• ARTICLE
--*--

BinaryOperator *FoundBO = digRecurrence(TV, BOWithConstOpToMatch);
BinaryOperator *AltBO = digRecurrence(FV, BOWithConstOpToMatch);
if (!FoundBO || FoundBO != AltBO)
return false;
if (BOWithConstOpToMatch != Instruction::BinaryOpsEnd && !ExtraConst) {
LLVM_DEBUG(dbgs() << "HashRecognize: Unable to match single BinaryOp "
"with constant in conditional recurrence\n");
return false;
}
BO = FoundBO;
Start = FoundStart;
Step = FoundStep;
return true;
}
return false;
}
/// Iterates over all the phis in \p LoopLatch, and attempts to extract a
/// Conditional Recurrence and an optional Simple Recurrence.
static std::optional<std::pair<RecurrenceInfo, RecurrenceInfo>>
getRecurrences(BasicBlock *LoopLatch, const PHINode *IndVar, const Loop &L) {
auto Phis = LoopLatch->phis();
unsigned NumPhis = std::distance(Phis.begin(), Phis.end());
if (NumPhis != 2 && NumPhis != 3)
return {};
RecurrenceInfo SimpleRecurrence(L);
RecurrenceInfo ConditionalRecurrence(L);
for (PHINode &P : Phis) {
if (&P == IndVar)
continue;
if (!SimpleRecurrence)
SimpleRecurrence.matchSimpleRecurrence(&P);
if (!ConditionalRecurrence)

--*--

• DATA ENTRIES
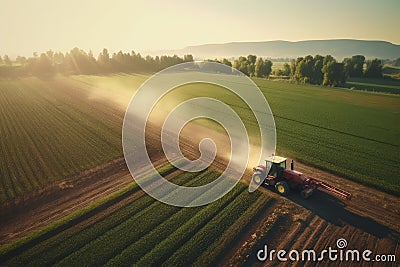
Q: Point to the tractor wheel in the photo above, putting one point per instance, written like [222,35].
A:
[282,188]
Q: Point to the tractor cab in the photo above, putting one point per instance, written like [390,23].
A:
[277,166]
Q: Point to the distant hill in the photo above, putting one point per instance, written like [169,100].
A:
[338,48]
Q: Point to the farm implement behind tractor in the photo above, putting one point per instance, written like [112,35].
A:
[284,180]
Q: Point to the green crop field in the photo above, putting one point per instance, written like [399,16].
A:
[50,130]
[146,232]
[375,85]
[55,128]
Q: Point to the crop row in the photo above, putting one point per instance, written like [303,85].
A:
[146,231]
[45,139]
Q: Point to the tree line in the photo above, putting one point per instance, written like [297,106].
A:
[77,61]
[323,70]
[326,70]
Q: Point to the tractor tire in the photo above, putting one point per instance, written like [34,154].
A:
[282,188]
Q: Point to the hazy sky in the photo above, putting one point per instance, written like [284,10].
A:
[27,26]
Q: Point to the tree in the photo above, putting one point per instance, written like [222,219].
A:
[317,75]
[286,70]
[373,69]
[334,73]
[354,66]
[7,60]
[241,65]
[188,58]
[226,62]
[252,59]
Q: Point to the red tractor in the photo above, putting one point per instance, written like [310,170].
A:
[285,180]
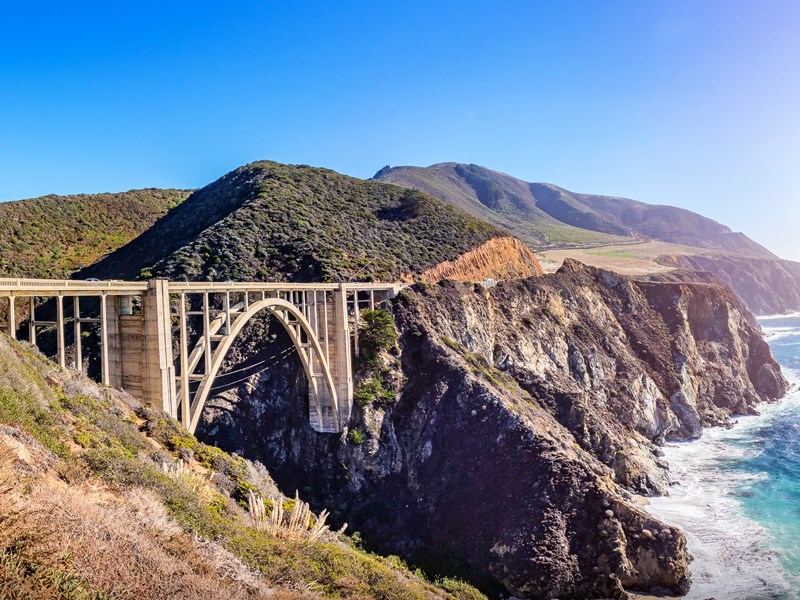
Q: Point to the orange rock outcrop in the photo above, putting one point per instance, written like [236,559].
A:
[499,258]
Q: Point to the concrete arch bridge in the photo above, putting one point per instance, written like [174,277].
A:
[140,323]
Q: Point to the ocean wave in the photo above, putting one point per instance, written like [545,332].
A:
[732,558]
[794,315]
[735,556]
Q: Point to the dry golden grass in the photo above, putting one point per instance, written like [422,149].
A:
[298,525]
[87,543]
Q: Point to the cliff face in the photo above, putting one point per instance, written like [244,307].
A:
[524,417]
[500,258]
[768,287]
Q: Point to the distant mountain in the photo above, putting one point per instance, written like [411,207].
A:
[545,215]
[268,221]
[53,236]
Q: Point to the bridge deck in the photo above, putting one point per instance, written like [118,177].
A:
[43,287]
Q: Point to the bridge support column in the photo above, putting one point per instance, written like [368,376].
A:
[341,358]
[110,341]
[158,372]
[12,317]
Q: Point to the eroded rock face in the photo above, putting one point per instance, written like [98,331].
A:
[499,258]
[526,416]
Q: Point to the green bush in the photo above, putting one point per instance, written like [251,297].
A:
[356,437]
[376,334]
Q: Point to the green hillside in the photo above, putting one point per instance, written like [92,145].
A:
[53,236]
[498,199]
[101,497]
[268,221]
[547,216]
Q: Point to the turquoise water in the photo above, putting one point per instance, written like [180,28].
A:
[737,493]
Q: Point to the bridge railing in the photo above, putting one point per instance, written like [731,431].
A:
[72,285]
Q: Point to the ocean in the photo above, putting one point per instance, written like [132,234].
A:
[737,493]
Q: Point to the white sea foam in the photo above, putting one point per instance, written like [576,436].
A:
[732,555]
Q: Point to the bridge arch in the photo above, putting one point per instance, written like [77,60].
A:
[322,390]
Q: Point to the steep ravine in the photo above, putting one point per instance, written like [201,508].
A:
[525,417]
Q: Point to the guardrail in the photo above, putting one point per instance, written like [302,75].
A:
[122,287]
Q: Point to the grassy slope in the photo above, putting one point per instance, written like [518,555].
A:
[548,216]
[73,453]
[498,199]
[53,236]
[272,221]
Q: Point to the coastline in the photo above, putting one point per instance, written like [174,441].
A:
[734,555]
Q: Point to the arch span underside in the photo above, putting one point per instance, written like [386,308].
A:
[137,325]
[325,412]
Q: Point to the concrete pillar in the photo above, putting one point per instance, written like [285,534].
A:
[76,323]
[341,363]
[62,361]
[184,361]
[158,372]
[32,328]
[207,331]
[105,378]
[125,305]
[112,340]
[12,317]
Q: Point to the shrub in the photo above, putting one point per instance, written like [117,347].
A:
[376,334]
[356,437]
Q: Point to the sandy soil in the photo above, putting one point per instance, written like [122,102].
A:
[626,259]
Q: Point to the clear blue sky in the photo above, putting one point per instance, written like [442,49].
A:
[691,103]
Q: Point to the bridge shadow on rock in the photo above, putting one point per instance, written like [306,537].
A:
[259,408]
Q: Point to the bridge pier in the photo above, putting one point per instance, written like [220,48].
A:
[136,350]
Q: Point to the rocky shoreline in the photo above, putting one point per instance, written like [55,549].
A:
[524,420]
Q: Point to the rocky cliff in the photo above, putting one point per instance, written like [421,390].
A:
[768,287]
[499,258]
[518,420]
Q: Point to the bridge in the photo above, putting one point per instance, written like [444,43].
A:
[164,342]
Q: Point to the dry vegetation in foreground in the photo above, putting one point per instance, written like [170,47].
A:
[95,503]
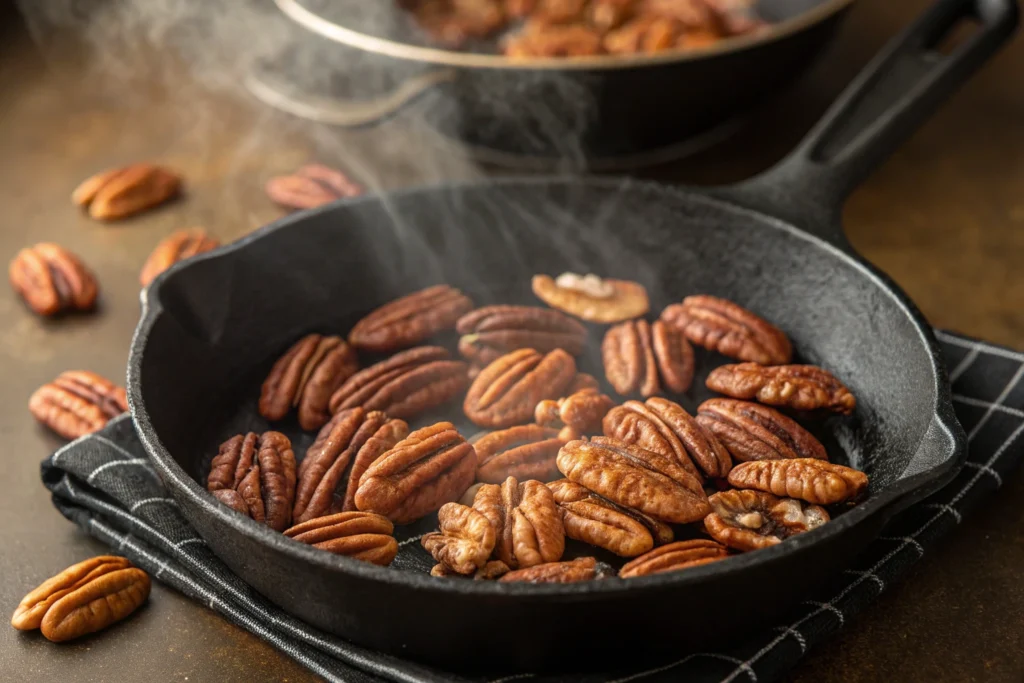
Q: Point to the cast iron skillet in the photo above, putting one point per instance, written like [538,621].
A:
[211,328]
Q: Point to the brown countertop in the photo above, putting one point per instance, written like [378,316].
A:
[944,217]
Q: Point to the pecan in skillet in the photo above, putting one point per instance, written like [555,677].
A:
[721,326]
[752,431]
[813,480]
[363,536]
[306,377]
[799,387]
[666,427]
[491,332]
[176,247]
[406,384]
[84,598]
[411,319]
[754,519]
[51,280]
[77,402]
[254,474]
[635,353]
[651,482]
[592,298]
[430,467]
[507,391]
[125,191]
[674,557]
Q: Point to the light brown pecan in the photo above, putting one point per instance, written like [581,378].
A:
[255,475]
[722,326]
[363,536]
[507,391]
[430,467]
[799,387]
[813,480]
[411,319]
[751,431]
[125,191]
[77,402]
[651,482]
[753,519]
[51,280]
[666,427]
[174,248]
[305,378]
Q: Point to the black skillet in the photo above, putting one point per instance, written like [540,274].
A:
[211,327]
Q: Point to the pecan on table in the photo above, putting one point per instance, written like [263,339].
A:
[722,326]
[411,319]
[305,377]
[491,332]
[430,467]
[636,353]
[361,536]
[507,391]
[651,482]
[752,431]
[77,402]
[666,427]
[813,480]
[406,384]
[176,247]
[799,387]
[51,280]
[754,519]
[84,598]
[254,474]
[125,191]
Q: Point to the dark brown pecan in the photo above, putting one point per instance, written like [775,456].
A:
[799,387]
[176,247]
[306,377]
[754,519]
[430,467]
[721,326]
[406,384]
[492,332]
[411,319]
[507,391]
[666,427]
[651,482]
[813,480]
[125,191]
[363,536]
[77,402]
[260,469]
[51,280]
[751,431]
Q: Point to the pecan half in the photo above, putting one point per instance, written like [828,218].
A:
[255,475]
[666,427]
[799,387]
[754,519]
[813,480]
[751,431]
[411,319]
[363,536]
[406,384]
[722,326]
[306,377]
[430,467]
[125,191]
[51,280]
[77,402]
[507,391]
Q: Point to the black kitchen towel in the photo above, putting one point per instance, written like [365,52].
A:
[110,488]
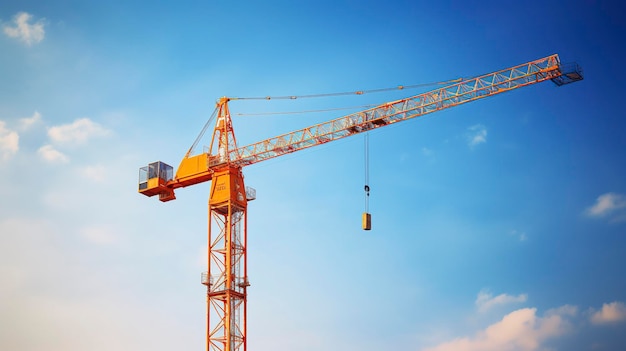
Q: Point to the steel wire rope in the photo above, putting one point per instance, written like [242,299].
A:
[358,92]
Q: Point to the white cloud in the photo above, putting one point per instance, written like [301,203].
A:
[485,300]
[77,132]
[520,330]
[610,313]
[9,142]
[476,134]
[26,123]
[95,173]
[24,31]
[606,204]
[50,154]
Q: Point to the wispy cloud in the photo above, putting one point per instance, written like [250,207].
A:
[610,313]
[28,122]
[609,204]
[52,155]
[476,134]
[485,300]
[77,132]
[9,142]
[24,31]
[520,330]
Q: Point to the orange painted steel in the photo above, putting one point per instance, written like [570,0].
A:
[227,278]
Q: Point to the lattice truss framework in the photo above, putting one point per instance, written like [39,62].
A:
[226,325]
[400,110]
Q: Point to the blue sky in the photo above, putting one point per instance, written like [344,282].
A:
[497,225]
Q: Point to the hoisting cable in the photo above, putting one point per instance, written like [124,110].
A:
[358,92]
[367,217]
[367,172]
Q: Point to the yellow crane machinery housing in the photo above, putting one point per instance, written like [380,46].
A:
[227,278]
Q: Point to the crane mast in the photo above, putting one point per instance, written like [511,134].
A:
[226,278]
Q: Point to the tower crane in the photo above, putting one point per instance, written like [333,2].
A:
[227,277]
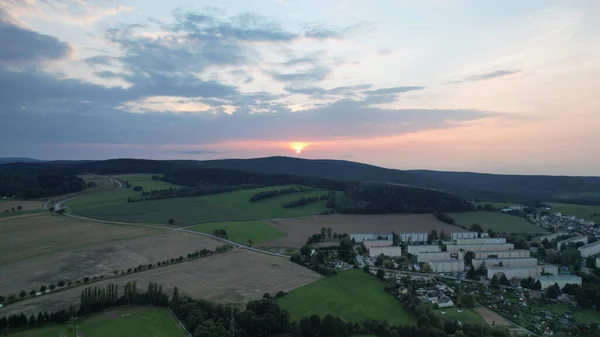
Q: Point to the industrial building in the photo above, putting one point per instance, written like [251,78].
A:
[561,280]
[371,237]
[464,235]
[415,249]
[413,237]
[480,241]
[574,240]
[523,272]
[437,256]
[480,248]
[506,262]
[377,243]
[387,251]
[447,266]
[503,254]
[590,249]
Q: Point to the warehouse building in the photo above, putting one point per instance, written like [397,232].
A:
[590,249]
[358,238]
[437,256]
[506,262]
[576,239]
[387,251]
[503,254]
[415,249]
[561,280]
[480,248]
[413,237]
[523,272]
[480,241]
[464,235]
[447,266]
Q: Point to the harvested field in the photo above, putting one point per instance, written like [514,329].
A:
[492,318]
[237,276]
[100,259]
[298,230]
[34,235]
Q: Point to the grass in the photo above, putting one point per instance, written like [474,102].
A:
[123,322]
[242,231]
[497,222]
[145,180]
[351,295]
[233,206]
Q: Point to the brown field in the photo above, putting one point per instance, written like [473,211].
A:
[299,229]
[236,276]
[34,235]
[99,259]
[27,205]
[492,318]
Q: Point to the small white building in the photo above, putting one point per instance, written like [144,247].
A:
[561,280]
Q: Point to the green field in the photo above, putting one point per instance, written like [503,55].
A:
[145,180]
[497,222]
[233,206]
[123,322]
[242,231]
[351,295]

--*--

• PROMPT 1
In the code excerpt, why does the check that begins `if (BOWithConstOpToMatch != Instruction::BinaryOpsEnd && !ExtraConst)` return false? Answer in one to three sentences.
• PROMPT 2
What are the parameters of `getRecurrences` in the code excerpt, with their types?
• PROMPT 3
Can you write the next lines of the code excerpt, picking up after its last line?
The entries are separate material from the code excerpt.

• TASK RESULT 1
It returns false because, when there is an operation to match (`BOWithConstOpToMatch` is not `Instruction::BinaryOpsEnd`) but no `ExtraConst`, it is unable to match a single BinaryOp with a constant in the conditional recurrence. The debug message it prints says exactly this.

• TASK RESULT 2
- `BasicBlock *LoopLatch`
- `const PHINode *IndVar`
- `const Loop &L`

• TASK RESULT 3
ConditionalRecurrence.matchConditionalRecurrence(
&P, Instruction::BinaryOps::Xor);
}
if (NumPhis == 3 && (!SimpleRecurrence || !ConditionalRecurrence))
return {};
return std::make_pair(SimpleRecurrence, ConditionalRecurrence);
}
PolynomialInfo::PolynomialInfo(unsigned TripCount, Value *LHS, const APInt &RHS,
Value *ComputedValue, bool ByteOrderSwapped,
Value *LHSAux)
: TripCount(TripCount), LHS(LHS), RHS(RHS), ComputedValue(ComputedValue),
ByteOrderSwapped(ByteOrderSwapped), LHSAux(LHSAux) {}
/// In the big-endian case, checks the bottom N bits against CheckFn, and that
/// the rest are unknown. In the little-endian case, checks the top N bits
/// against CheckFn, and that the rest are unknown. Callers usually call this
/// function with N = TripCount, and CheckFn checking that the remainder bits of
/// the CRC polynomial division are zero.
static bool checkExtractBits(const KnownBits &Known, unsigned N,
function_ref<bool(const KnownBits &)> CheckFn,
bool ByteOrderSwapped) {
// Check that the entire thing is a constant.
if (N == Known.getBitWidth())
return CheckFn(Known.extractBits(N, 0));
// Check that the {top, bottom} N bits are not unknown and that the {bottom,
// top} N bits are known.
unsigned BitPos = ByteOrderSwapped ? 0 : Known.getBitWidth() - N;
unsigned SwappedBitPos = ByteOrderSwapped ? N : 0;
return CheckFn(Known.extractBits(N, BitPos)) &&
Known.extractBits(Known.getBitWidth() - N, SwappedBitPos).isUnknown();
}
/// Generate a lookup table of 256 entries by interleaving the generating
/// polynomial. The optimization technique of table-lookup for CRC is also
/// called the Sarwate algorithm.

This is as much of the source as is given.